What you are asked to do
Reproduce only the lines that run from the line with "Task: please point out the dry grass" to the last line of the material, both ends included, exactly as they appear.

Excerpted records
Segment Open
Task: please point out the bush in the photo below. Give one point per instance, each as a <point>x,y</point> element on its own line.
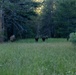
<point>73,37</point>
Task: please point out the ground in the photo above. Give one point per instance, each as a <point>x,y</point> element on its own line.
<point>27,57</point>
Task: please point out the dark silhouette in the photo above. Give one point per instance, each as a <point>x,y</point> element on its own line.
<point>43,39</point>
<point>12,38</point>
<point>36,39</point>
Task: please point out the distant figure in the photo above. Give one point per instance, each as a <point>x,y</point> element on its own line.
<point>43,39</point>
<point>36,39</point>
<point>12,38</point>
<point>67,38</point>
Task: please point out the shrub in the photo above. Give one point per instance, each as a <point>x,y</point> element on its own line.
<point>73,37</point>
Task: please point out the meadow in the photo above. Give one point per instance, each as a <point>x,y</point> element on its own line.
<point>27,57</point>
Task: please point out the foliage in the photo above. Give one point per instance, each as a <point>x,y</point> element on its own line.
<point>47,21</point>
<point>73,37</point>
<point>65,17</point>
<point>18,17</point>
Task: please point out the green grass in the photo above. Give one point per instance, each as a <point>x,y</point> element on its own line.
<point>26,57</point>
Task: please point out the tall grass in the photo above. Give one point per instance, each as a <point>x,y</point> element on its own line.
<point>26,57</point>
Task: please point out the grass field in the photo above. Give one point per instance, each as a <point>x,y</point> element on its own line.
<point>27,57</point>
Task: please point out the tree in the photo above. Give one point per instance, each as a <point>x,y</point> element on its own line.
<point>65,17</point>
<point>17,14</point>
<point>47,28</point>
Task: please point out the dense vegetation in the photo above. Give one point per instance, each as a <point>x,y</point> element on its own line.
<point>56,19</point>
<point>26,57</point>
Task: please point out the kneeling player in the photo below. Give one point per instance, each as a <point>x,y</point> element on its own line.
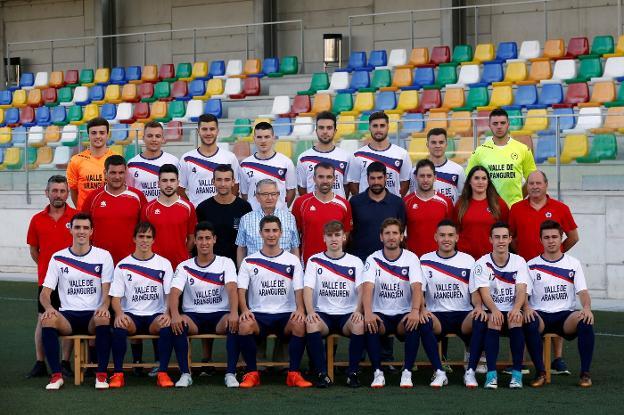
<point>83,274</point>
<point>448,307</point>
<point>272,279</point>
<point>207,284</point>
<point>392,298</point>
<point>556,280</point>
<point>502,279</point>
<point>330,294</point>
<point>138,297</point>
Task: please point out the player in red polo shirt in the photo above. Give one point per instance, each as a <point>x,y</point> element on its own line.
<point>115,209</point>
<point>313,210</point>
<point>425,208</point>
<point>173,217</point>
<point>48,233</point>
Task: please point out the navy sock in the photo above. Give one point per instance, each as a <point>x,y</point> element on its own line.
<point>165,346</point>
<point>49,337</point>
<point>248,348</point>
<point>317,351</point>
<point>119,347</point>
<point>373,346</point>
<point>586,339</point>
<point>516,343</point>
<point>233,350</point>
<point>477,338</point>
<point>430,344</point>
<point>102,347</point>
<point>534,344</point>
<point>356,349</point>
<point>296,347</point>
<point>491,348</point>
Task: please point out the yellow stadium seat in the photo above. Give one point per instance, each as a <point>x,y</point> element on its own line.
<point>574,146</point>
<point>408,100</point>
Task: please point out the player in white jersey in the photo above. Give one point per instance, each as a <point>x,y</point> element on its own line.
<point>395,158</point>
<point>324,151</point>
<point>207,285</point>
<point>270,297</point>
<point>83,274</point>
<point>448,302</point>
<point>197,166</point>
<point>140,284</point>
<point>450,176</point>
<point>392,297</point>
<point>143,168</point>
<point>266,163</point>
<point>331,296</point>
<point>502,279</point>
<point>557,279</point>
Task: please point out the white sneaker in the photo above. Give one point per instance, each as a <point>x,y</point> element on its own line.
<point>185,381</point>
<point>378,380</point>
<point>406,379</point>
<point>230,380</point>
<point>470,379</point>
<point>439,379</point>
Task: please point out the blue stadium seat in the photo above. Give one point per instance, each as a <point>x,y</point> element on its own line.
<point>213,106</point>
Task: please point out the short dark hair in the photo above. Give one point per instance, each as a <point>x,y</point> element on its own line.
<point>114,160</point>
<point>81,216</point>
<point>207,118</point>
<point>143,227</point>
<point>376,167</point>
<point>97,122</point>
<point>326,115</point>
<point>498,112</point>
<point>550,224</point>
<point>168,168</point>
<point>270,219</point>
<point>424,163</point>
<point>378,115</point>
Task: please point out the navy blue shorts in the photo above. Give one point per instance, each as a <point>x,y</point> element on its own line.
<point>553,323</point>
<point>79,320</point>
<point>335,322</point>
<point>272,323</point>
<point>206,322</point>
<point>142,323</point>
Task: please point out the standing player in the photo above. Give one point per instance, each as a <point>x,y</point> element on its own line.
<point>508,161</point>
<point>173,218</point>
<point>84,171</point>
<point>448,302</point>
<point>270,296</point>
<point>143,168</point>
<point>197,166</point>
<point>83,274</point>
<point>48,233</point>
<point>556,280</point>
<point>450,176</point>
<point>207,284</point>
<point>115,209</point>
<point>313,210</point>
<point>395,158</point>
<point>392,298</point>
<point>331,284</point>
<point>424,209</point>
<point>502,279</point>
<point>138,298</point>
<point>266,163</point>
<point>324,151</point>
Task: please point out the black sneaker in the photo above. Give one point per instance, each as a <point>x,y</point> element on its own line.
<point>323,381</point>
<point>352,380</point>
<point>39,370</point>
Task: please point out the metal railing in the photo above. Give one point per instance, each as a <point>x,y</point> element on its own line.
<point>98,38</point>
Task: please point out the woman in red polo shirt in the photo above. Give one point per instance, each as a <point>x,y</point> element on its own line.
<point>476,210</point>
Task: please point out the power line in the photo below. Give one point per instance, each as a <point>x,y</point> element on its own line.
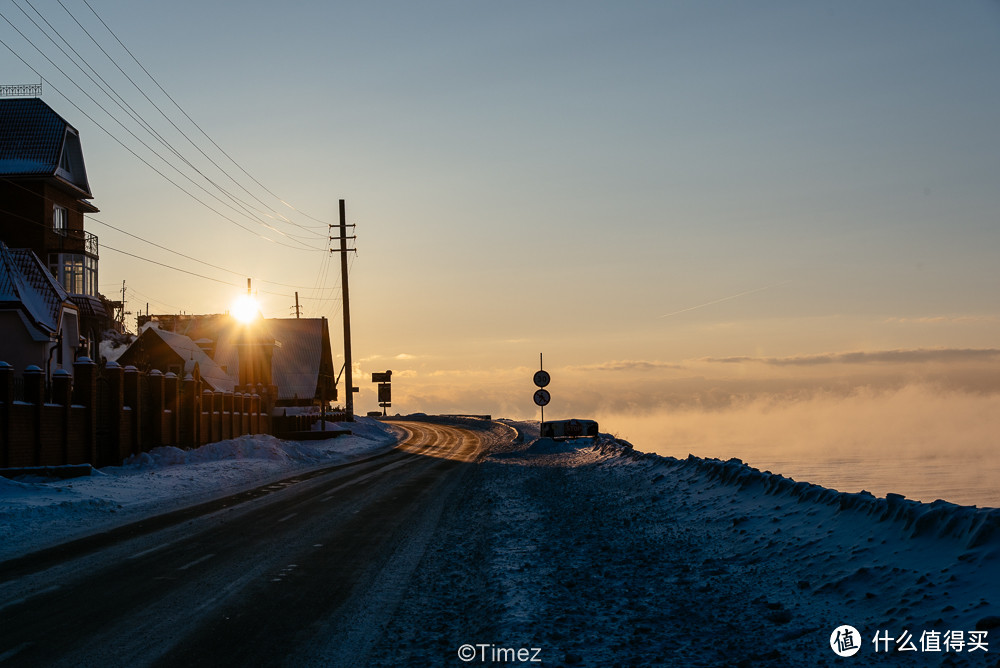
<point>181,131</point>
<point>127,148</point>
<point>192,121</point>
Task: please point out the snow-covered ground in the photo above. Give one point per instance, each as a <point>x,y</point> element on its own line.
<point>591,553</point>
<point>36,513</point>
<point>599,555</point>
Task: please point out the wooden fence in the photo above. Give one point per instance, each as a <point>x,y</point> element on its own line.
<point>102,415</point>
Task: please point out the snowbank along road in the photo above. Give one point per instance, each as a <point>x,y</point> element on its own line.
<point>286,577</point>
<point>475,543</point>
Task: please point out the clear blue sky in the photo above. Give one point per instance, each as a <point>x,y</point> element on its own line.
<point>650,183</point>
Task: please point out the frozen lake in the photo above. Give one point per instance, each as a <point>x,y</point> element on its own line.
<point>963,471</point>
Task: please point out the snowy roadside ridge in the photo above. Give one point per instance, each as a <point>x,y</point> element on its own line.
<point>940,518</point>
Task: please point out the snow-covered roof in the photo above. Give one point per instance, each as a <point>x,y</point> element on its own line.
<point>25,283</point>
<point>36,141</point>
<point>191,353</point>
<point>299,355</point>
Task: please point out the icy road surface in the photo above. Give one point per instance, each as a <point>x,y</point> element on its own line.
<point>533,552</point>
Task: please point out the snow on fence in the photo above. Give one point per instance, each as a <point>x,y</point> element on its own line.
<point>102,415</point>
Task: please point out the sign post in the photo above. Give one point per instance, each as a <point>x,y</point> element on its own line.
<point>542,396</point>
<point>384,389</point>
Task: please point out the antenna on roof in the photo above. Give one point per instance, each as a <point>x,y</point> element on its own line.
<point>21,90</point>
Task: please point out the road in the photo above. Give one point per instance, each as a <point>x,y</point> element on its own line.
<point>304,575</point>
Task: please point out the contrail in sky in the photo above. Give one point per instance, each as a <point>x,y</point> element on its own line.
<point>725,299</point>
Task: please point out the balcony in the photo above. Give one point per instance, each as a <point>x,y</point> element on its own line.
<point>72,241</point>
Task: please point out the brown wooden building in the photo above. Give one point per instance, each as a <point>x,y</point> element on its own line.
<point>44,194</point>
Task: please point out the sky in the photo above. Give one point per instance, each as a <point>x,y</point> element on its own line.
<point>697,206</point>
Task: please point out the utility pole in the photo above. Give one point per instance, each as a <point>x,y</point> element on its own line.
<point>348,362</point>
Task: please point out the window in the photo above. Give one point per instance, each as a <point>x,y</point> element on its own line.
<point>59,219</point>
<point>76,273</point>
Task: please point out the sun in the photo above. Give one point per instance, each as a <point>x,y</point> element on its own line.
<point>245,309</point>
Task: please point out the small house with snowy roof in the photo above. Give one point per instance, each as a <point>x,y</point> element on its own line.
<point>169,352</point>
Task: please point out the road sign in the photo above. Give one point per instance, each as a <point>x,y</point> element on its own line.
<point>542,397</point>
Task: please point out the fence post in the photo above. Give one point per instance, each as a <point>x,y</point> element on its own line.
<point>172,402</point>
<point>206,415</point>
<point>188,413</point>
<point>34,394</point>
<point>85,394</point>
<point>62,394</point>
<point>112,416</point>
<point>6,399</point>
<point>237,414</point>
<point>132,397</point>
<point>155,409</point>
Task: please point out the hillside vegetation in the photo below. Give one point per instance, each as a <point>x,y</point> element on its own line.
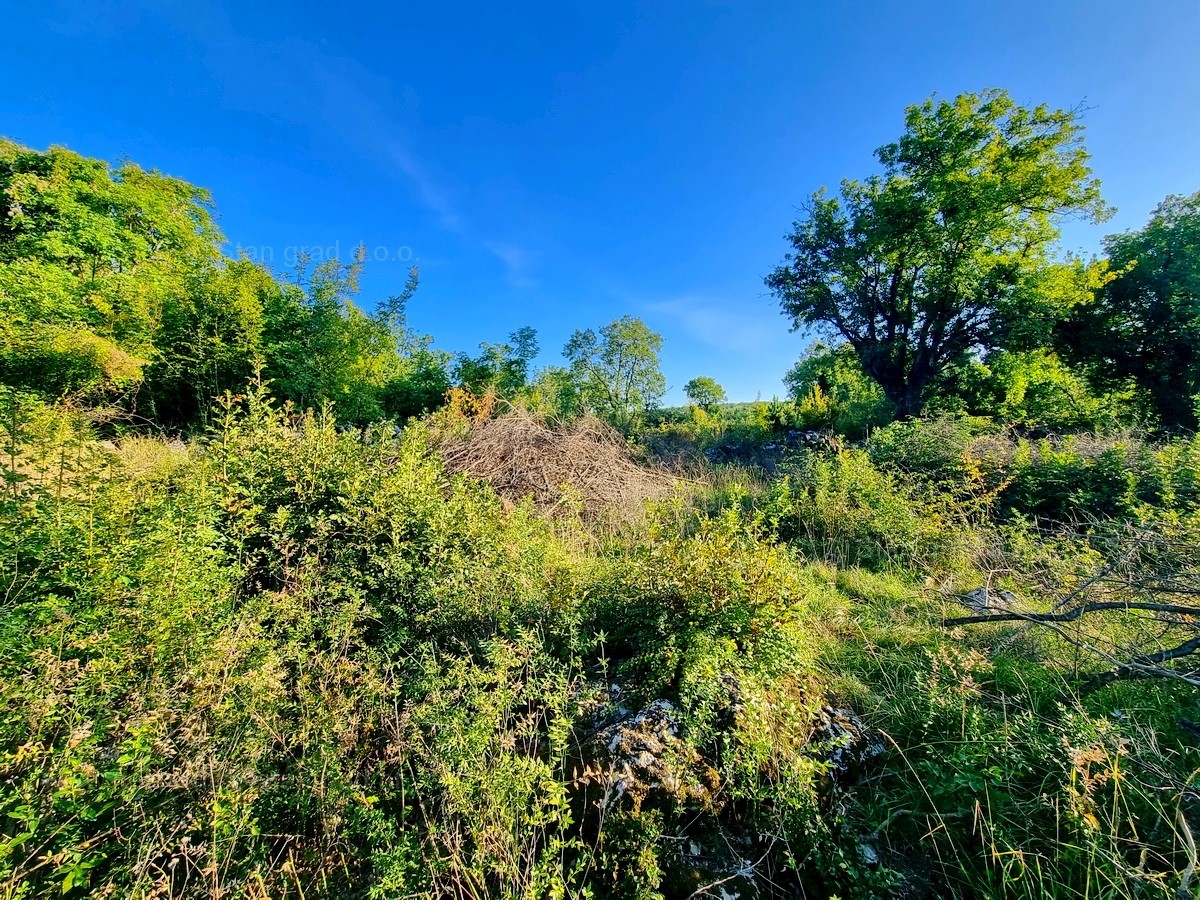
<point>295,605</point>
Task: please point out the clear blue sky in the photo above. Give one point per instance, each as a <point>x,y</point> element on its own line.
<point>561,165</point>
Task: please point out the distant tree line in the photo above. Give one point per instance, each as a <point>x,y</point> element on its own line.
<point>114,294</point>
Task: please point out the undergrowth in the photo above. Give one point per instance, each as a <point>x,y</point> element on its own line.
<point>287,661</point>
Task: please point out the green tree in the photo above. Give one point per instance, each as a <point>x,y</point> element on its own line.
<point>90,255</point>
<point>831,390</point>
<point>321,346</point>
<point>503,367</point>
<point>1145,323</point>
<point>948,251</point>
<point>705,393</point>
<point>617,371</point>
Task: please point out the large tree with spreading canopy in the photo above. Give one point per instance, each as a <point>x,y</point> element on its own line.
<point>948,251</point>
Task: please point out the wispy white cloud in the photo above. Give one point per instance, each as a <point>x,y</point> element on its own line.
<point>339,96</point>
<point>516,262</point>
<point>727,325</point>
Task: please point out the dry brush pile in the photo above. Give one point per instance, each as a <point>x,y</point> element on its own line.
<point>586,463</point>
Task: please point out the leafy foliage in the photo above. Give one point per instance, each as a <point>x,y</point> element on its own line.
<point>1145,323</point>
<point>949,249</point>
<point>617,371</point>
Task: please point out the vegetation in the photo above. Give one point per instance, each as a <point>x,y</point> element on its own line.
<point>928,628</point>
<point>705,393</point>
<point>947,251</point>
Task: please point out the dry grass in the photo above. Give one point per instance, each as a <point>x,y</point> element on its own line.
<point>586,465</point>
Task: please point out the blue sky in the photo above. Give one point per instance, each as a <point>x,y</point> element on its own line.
Segment Closed
Response to the exercise
Task: please point out the dry grass in the photo above. Give one point per instance, each as a <point>x,y</point> element on its own line.
<point>586,465</point>
Task: please point out the blue sky in the photo above. Give one point per instance, each as a <point>x,y</point> element on its own line.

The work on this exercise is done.